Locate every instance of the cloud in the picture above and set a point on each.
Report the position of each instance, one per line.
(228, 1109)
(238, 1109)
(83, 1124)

* [Exercise details] All of the material above needs to be retyped word for word.

* [Task output]
Locate every instance of the cloud in the picture above and set a point on each.
Report the position of each instance, one per line.
(228, 1109)
(238, 1109)
(83, 1124)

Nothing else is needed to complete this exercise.